*Stated problem*. Find each line in the items below that contains the word "mountain", with case counting, and copy those lines out.

*Excerpted records*.
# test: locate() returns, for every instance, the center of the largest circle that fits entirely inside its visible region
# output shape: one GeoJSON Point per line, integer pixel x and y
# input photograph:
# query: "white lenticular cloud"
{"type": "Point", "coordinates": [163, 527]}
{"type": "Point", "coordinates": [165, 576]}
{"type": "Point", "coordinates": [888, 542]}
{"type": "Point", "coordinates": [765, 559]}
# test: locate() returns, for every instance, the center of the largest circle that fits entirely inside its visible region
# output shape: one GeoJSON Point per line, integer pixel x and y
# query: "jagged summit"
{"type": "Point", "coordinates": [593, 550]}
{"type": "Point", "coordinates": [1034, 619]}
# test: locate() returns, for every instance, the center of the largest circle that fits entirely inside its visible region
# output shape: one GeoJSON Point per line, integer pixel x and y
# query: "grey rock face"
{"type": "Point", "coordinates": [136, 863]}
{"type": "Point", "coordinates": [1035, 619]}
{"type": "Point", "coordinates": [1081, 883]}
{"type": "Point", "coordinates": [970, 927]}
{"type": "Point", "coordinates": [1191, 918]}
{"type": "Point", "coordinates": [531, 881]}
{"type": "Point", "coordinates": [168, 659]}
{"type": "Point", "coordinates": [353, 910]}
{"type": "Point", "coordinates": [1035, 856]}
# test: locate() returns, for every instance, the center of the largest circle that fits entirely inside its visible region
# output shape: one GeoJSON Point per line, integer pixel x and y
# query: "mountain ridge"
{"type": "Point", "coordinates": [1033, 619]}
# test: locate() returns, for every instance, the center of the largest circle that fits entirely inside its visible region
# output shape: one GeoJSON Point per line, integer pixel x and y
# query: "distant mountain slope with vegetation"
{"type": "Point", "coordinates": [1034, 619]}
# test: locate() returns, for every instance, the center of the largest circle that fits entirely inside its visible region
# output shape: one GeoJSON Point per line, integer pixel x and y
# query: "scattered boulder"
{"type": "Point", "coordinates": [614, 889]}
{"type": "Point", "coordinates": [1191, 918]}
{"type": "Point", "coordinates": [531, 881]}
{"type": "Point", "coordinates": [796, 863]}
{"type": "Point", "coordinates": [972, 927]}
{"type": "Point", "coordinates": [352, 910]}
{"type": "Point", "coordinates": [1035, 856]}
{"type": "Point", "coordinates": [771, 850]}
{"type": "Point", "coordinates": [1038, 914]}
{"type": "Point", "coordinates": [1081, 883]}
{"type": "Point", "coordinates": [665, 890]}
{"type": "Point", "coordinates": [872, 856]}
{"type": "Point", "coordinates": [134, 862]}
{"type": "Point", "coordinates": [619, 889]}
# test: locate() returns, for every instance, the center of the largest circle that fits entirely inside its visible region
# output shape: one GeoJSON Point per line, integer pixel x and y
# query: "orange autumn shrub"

*Solution to this problem*.
# query: "mountain ridge"
# query: "distant mountain slope with vegetation"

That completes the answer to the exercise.